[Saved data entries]
— START —
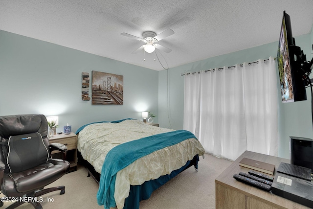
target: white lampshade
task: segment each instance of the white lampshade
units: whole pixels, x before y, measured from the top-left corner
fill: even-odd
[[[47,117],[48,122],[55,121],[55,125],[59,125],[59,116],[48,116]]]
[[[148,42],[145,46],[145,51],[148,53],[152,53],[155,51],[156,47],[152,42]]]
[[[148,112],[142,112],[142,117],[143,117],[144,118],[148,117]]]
— END —
Rewrite the entries above, replacing each occurrence of "white lampshade" with "pale lampshade" and keeping all other text unchanged. Omit the pictures from your answer.

> [Completed task]
target: pale lampshade
task: segment each instance of the pale lampshade
units: whole pixels, x before y, measured from the top-left corner
fill: even-odd
[[[47,117],[48,122],[55,121],[55,125],[59,125],[59,116],[48,116]]]
[[[148,42],[145,46],[145,51],[148,53],[152,53],[155,51],[156,47],[152,42]]]
[[[148,112],[142,112],[142,117],[143,117],[144,118],[148,117]]]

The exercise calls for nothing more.